** WHAT YOU SHOULD DO **
Verbatim output of the full listing is required.

** EXCERPTED RECORDS **
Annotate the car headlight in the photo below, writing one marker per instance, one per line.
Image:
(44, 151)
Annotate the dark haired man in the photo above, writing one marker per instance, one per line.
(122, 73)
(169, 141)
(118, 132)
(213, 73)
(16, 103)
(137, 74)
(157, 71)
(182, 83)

** ANSWER BOX **
Annotate the car headlight in the photo below, writing one marker per instance, one per line.
Image:
(44, 151)
Annotate the dark haired man in the photo above, writing one marker per instance, one per line.
(122, 73)
(169, 141)
(118, 132)
(213, 73)
(16, 103)
(137, 74)
(157, 71)
(182, 83)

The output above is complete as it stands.